The lines from the start of the data through the line containing "-- sample [279,116]." are to be reproduced exactly, both ends included.
────
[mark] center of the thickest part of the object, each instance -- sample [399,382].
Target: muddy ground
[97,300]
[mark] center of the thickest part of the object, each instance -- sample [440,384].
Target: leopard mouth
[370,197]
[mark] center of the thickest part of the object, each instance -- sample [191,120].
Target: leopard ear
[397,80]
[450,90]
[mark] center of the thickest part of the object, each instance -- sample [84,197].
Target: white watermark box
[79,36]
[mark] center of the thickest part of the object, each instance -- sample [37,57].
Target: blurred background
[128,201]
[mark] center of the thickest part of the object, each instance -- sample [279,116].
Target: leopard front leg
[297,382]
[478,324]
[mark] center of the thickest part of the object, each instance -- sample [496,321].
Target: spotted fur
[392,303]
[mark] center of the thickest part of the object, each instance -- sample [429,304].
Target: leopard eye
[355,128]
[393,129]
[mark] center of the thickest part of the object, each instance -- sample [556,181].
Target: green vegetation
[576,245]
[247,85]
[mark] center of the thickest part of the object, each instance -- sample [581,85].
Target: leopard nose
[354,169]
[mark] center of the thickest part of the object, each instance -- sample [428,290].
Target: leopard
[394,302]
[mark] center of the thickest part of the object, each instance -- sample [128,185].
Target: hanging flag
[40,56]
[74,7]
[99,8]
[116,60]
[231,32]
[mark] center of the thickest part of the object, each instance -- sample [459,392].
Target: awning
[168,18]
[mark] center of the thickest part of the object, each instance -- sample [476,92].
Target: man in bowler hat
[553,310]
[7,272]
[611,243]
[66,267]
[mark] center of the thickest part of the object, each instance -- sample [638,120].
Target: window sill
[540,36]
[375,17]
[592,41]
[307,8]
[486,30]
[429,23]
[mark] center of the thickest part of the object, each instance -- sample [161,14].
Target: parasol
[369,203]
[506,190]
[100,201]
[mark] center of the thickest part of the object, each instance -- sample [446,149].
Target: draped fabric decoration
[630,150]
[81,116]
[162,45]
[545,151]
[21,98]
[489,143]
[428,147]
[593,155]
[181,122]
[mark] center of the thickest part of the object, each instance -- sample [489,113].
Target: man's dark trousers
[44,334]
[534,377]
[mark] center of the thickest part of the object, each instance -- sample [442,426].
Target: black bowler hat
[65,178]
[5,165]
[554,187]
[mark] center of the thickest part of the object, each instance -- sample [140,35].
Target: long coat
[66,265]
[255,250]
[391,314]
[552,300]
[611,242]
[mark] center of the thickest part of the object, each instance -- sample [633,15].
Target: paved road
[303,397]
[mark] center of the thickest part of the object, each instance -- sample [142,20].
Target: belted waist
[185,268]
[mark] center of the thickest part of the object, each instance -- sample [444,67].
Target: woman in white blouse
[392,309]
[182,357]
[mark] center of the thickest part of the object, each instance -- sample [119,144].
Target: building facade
────
▶ _ANSWER TO THIS TASK_:
[mark] center of the thickest part of the object, each instance -- sample [399,382].
Target: muddy ground
[97,300]
[mark] center of the thickest part of the object, each instance -- sample [440,384].
Target: leopard mouth
[370,197]
[mark] center of the thickest part of the object, each instance -- sample [191,120].
Target: leopard ear
[397,80]
[450,90]
[mark] center of the thickest part of the object, each instance -- sample [84,197].
Target: white watermark box
[79,36]
[mark] center of the thickest part of the object, each instance -- sample [37,57].
Target: blurred background
[128,201]
[mark] center of the thickest part of the object, each instance -- sample [279,116].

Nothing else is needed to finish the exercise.